Text:
►

Friday, 11 December 2009

Special Guest Post: Josh Hanagarne, World's Strongest Librarian

Christmas has come early at Containing Multitudes. We are very proud to announce that as part of the Guest Post Ultra-Marathon that he undertook earlier this year, Josh Hanagarne, World's Strongest Librarian, has kindly agreed to write something for us.


Action Heroes and Huge Arms: Misguided Strength in American Culture
By Josh Hanagarne, World’s Strongest Librarian

Recently I watched the latest installment of the Rambo series. An increasingly elderly Rambo was hiding in the bushes, watching a group of monstrous Cambodian thugs torment some peasants by making them walk through a minefield. Finally, as always happens with good old Rambo, he had had enough.

Suddenly, one of the Cambodians gets an arrow through his leg. He screams and reaches down to grab it. Another arrow flies through his head, knocking him off his feet…and then he falls onto a land mine and explodes. Rambo emerges from the tree line and notches another arrow, his biceps flexing in slow motion with the effort.

This is a truly American moment in an action movie.

Strength, size, and fitness

Many Americans equate physical size with strength. Our image of a “strong” man is often that of a puffed-up bodybuilder posing on a stage. These bodybuilders go to great lengths to make themselves more muscular. Many of these methods are unhealthy; some are illegal, such as steroid use. And yet, many of these 300 pound monsters wouldn’t be able to do five pull-ups if their lives depended on it.

Too often, the American concept of strength is to make a body look more athletic, while actually reducing its athletic abilities. What we call “fitness” is often perceived as having abs that would be at home on the cover of a magazine.

As one of my coaches has said over and over, fitness is the ability to do a specific task. That task could be throwing a discus, swinging a hammer, pushing a truck out of the mud, or any other number of things. But real fitness is not about appearance. It is about being cultivating strength that can be used.


People were getting stronger long before the invention of fancy exercise machines. But walk into most gyms in America and your eyes will glaze over as you look at rows and rows of useless machines. Everything must be “cutting edge” and “new wave” and “hydro-this-or-that.” Argh. Nothing is necessary to get strong besides a barbell, some plates, and something to do pull-ups on.

◄

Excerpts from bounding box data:
►

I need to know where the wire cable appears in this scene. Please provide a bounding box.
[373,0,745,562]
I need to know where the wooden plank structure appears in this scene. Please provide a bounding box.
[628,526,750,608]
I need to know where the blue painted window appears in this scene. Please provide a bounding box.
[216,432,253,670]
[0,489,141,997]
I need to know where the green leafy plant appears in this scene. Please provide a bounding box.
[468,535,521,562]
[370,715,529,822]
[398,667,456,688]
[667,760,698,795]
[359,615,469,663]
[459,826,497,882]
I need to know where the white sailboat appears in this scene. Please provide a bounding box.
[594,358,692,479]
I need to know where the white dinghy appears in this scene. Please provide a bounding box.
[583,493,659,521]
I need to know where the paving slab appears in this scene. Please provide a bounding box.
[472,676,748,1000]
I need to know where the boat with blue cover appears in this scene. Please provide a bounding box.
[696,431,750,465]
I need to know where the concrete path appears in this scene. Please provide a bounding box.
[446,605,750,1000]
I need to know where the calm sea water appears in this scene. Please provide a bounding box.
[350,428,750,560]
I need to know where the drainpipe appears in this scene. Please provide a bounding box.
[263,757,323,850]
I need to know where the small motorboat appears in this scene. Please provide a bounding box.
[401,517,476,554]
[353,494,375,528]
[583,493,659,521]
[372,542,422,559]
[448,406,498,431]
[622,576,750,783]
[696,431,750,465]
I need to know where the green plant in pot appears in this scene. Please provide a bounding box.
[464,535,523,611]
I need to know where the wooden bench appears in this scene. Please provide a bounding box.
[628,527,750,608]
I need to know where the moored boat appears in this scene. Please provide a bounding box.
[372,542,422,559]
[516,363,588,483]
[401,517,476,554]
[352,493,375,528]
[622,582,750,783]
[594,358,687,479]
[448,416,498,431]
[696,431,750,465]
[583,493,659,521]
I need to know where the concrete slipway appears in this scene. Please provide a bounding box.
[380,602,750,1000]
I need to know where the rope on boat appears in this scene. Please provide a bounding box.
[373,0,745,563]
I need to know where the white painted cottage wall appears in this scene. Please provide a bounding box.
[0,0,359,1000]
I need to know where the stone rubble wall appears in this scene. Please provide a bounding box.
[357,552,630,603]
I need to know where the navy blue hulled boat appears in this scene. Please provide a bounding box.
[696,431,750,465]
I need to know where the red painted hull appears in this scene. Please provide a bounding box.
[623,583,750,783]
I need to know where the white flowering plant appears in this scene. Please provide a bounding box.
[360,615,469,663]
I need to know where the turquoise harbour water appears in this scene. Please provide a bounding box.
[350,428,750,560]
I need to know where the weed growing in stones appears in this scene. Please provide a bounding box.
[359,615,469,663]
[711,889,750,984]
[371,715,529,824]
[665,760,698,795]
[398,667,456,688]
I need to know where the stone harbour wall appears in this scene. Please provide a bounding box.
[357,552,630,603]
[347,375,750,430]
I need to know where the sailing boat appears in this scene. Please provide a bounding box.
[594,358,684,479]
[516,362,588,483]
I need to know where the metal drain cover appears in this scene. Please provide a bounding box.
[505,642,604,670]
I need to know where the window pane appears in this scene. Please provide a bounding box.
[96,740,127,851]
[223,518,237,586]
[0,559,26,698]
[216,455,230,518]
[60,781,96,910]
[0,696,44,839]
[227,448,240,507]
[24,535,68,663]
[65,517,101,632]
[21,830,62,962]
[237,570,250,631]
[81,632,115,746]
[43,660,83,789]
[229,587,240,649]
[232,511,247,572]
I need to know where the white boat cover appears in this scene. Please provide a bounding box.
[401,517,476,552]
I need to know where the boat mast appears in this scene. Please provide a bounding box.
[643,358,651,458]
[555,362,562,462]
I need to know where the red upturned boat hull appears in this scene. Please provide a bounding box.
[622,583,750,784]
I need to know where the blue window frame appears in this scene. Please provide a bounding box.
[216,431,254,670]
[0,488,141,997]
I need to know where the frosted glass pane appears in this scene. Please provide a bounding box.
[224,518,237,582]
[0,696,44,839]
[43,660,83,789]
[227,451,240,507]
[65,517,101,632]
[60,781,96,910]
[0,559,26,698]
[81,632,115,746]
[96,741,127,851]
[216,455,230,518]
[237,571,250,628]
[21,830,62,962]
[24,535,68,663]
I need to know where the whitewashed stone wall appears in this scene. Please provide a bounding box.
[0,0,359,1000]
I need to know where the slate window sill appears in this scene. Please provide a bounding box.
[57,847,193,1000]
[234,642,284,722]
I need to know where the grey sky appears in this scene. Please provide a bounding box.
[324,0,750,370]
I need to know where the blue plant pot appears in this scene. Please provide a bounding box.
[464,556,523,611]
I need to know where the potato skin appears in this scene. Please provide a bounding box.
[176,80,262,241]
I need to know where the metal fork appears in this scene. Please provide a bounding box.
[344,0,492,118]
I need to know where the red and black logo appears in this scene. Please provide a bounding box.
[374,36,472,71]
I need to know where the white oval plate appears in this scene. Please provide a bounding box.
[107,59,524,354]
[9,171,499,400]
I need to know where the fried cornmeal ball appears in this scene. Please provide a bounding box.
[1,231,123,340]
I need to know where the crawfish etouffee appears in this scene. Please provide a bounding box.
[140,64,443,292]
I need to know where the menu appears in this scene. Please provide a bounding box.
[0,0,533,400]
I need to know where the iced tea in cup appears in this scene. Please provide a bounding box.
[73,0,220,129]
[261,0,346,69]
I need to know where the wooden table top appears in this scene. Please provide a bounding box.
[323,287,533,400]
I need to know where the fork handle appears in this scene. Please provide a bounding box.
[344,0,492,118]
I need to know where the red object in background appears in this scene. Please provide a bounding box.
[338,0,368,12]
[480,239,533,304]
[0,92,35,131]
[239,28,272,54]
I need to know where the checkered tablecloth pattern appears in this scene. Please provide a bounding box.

◄

Set problem: Please continue the guest post on misguided strength in American culture, picking up right after its final sentence.

Right answer:
Actually, not even that. There are people who have cultivated extraordinary strength with their own bodies alone. But it’s hard for anyone to make money doing bodyweight training, so they create products, the gyms buy them, and the people by and large accept them because they do not have the knowledge to sift the good fitness information from the bad.

The Heart of the problem

We worship action heroes instead of the guy who can do 30 pull-ups. We want to fight in the UFC instead of correcting our own posture and strengthening our bodies so that we can age gracefully. We prefer big arms to strong hearts and lungs, and six pack abs to a body that works well as a unit.

And the people at the top of the strength industry pretend that getting strong and healthy is confusing and esoteric. The normal American couldn’t possibly improve themselves without their help, and so they make a fortune selling magazines full of garbage information and supplements that do nothing.

Don’t get me wrong. I love Rambo, Conan, The Terminator, Arnold Schwarzenegger, Rocky, John McClane, and GI Joe. But with the possible exception of Arnold, I don’t rely on any of them for my health needs.

Most Americans think that they need help to figure this stuff out. As long as they think that being on the cover of a magazine is the best proof that they are in shape, they’re not going to make much progress.

About the Author: Josh Hanagarne is the twitchy giant behind World’s Strongest Librarian, a blog about living with Tourette’s Syndrome, kettlebells, book recommendations, buying pants when you’re 6’8”, old-time strongman training, and much more. Please subscribe to Josh’s RSS Updates to stay in touch.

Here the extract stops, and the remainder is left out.